### Aim
Reproduce exactly, with no other output, every line of the data below from the line containing "Sports-analytics tagging: mark the utility" to the end, inclusive.
##### The records #####
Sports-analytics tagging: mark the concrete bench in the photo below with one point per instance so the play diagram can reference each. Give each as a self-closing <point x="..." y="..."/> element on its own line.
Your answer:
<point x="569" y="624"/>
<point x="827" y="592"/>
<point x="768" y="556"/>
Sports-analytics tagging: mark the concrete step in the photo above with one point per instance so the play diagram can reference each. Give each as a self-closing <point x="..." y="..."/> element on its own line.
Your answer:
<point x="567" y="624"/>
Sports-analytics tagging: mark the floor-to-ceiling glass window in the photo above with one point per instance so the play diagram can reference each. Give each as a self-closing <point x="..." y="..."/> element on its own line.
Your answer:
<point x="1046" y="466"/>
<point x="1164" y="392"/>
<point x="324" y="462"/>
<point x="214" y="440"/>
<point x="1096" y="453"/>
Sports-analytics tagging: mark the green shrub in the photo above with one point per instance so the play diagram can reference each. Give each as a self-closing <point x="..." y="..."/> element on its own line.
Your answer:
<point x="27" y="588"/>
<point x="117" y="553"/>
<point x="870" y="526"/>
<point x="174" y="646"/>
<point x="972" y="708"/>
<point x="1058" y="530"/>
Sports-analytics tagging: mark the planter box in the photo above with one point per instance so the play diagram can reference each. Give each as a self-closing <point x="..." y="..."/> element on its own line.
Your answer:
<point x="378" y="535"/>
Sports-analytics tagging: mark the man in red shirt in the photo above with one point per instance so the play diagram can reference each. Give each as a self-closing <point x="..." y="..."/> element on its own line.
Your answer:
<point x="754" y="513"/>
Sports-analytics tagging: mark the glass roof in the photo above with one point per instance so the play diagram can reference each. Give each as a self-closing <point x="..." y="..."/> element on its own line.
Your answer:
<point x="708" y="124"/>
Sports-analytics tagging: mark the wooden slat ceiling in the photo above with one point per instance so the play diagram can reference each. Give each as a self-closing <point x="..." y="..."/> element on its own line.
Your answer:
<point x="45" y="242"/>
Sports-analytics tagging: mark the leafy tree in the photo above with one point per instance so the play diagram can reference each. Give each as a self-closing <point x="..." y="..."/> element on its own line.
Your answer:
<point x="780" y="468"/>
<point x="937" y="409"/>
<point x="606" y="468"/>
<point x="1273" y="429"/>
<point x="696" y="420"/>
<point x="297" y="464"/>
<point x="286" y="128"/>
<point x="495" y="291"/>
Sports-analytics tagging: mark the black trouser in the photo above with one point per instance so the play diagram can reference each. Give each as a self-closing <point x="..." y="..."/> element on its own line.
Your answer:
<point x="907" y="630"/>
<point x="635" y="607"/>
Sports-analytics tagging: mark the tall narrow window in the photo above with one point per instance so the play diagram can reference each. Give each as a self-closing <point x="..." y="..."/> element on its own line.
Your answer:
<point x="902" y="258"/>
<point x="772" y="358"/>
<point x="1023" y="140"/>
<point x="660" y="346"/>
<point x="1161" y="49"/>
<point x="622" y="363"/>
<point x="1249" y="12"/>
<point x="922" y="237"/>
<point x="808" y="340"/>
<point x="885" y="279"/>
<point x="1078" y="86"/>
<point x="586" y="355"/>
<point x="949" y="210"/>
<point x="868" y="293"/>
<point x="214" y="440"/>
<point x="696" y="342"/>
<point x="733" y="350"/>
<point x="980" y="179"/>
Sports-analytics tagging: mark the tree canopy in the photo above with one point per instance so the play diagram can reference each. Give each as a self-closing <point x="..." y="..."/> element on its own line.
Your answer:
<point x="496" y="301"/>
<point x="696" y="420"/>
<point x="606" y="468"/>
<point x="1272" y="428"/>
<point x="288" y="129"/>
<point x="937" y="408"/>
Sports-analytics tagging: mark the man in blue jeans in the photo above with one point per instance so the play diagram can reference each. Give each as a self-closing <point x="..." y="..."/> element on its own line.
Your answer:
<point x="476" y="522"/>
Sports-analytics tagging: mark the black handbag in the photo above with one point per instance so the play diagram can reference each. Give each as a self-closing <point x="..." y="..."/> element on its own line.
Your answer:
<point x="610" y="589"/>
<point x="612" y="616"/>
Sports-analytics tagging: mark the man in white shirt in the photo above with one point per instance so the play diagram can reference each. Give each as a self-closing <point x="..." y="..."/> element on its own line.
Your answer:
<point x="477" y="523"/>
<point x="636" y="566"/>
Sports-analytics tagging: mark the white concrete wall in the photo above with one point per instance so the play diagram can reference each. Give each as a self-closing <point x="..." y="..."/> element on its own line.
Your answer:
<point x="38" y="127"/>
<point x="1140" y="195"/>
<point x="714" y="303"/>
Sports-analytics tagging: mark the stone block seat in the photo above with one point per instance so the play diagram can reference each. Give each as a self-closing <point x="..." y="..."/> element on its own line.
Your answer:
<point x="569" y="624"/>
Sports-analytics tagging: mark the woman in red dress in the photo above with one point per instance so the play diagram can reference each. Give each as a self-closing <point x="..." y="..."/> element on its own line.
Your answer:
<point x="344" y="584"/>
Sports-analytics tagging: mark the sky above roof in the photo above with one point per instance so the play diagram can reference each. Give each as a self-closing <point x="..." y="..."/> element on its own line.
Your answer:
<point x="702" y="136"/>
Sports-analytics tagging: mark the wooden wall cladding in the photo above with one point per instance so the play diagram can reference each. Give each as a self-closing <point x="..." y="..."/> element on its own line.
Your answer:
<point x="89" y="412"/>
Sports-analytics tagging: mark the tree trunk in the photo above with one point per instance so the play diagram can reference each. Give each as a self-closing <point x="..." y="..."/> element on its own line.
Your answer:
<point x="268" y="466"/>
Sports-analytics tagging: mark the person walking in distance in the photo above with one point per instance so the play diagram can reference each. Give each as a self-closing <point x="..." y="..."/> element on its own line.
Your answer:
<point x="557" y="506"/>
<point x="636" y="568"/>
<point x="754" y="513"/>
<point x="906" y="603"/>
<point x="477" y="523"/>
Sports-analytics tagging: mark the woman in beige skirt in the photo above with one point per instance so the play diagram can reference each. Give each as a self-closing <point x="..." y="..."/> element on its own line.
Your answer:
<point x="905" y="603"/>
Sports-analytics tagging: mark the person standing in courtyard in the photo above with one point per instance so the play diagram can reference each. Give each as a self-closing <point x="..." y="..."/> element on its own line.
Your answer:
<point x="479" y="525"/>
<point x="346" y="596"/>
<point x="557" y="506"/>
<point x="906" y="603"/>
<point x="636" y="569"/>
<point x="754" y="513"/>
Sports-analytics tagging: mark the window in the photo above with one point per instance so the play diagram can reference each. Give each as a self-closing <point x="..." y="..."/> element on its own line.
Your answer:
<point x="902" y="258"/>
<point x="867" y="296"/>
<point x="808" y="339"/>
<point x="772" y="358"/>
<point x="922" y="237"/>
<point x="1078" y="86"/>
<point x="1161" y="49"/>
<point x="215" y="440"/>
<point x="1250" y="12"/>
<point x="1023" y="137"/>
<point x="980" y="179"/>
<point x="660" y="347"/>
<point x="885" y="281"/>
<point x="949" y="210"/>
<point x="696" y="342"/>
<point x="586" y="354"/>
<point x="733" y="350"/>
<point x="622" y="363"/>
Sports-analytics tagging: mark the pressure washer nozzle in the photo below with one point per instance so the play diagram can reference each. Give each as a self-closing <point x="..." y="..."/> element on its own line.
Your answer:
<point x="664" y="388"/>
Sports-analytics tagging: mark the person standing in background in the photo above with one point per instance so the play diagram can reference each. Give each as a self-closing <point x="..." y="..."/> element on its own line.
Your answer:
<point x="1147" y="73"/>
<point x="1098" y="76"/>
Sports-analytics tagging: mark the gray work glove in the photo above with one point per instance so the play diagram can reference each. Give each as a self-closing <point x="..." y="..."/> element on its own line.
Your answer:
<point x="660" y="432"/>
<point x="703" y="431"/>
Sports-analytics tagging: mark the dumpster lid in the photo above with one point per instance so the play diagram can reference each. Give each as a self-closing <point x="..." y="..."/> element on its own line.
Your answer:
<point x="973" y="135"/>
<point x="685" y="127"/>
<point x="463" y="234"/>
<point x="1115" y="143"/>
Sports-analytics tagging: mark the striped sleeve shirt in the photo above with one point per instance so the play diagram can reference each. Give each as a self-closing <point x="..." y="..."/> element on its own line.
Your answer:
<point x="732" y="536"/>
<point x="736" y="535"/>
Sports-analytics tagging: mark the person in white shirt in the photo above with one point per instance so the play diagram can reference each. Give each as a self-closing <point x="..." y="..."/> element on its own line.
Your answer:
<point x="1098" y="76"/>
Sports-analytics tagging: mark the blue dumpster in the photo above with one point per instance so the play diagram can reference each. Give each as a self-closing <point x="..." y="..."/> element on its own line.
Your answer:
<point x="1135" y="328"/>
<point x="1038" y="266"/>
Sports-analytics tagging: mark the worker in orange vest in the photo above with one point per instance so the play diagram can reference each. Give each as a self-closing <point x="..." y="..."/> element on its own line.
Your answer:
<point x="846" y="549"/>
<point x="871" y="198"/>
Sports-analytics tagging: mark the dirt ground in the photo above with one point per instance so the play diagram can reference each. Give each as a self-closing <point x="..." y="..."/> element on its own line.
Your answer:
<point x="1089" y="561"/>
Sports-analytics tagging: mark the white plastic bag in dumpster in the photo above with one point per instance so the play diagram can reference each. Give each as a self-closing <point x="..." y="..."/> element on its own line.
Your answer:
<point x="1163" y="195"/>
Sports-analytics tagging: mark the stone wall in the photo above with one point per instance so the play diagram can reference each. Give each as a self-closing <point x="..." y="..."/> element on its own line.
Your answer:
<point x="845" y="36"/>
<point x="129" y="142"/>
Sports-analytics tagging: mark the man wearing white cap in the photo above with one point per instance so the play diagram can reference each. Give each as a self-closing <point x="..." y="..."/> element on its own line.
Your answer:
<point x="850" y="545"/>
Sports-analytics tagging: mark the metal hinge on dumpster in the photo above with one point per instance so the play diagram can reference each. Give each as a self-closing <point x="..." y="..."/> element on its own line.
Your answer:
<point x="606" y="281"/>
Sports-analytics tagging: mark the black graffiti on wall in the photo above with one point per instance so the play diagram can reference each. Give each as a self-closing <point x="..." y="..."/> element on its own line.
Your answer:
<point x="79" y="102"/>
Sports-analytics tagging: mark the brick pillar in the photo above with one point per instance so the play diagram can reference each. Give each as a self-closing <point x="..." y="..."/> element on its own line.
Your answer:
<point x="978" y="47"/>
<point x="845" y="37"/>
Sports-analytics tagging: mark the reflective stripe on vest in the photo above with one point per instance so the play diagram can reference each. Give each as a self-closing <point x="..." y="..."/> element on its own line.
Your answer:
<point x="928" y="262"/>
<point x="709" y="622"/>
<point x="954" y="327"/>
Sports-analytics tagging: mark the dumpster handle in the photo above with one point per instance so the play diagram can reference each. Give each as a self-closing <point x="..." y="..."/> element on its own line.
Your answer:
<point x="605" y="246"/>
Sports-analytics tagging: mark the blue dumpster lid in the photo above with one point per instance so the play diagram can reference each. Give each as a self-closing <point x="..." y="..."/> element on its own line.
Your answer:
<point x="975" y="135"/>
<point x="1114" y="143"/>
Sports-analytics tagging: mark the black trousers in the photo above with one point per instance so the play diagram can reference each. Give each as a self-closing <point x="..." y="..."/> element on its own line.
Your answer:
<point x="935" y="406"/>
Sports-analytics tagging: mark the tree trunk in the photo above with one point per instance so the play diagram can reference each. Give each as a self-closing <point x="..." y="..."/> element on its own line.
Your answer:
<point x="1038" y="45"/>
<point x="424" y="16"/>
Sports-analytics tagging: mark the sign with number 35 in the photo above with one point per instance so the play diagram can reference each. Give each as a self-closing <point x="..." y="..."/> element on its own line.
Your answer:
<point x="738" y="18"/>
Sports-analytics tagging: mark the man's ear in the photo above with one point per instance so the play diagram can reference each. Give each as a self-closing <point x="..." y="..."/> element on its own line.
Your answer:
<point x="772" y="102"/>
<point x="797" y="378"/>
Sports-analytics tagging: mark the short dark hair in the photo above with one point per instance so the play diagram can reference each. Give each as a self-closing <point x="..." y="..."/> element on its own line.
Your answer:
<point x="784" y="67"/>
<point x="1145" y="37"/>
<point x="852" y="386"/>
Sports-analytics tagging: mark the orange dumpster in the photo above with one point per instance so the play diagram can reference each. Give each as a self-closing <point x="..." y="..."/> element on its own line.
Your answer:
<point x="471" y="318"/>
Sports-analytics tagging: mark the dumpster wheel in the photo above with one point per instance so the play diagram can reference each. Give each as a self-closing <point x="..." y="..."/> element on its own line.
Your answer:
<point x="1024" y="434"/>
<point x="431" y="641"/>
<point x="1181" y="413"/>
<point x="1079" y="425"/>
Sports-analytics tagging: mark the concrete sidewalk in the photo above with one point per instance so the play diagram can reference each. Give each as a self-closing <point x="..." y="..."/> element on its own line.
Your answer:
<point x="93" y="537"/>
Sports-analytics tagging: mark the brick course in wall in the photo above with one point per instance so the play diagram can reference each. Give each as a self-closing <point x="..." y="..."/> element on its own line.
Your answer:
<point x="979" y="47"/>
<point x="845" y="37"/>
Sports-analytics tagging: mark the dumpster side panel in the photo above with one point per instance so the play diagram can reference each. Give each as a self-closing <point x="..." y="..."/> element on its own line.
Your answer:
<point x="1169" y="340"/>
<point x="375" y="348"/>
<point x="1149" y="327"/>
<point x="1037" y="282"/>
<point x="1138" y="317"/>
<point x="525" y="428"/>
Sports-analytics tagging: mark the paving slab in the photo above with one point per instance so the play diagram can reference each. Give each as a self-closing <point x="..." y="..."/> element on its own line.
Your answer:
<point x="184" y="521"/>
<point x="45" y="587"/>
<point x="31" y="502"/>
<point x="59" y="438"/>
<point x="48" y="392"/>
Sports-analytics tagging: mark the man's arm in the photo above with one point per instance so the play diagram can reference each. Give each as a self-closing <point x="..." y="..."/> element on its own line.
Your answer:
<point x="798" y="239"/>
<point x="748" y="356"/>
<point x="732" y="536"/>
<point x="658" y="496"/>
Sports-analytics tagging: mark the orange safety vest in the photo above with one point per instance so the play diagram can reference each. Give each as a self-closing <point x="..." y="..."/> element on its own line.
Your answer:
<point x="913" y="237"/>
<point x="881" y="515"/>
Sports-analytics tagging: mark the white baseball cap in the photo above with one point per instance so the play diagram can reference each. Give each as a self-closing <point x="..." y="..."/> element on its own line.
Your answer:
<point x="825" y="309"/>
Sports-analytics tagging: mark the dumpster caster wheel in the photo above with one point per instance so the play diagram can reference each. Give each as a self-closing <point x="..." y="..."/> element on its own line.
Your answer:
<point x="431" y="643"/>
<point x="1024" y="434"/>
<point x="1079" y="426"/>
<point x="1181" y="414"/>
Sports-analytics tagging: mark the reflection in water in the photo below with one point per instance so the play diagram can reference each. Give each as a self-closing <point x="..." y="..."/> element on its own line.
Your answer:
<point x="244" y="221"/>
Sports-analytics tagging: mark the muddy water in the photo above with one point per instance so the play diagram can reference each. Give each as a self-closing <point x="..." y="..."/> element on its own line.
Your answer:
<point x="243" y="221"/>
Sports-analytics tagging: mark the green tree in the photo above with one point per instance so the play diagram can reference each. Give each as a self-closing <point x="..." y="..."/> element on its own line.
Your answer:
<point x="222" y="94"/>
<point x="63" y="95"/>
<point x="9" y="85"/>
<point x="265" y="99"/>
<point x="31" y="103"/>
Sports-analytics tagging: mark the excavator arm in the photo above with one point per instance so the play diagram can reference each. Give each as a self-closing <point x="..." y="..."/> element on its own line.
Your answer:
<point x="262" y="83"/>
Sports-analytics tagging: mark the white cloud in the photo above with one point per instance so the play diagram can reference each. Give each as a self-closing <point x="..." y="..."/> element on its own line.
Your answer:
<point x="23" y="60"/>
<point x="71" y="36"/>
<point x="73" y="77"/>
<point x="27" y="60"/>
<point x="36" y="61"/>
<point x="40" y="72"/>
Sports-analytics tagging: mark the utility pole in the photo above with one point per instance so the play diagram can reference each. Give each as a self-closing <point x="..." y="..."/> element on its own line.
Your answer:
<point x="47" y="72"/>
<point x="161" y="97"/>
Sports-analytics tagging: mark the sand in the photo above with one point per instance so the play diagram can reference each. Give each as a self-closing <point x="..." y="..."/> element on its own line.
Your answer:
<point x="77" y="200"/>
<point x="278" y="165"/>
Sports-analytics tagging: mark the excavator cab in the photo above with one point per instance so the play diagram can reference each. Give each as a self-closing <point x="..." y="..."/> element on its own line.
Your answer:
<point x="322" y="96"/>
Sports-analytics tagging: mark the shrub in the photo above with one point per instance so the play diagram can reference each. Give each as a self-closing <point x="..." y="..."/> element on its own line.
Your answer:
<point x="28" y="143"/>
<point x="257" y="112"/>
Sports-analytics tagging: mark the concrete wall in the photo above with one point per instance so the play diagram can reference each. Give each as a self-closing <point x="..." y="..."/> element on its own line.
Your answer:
#####
### Full response
Sports-analytics tagging: mark the utility pole in the photo above with one point per instance so the play diagram can reference each. Give each as a self-closing <point x="..." y="..."/> element on its own line.
Your answer:
<point x="47" y="72"/>
<point x="161" y="97"/>
Sports-analytics tagging: mark the sand in the photo above with one point per instance so the play diagram can reference each. Give each as a self-closing <point x="..." y="..."/> element on its own line.
Your answer:
<point x="77" y="200"/>
<point x="278" y="165"/>
Sports-analytics tagging: mark the excavator cab in the photo above with one point per instance so the play diagram can reference each. Give each as a self-closing <point x="..." y="..."/> element on its own line.
Your answer:
<point x="322" y="96"/>
Sports-analytics tagging: mark the shrub in the photo above with one point per instance so the play diagram can reference each. Give each as a self-closing <point x="..." y="..."/> element on its own line.
Your answer:
<point x="28" y="143"/>
<point x="257" y="112"/>
Sports-analytics tagging: mark the concrete wall in the photo above with one point per instance so the play diagram can reference each. Give each as a self-closing <point x="..." y="..."/> element on its own line.
Your answer:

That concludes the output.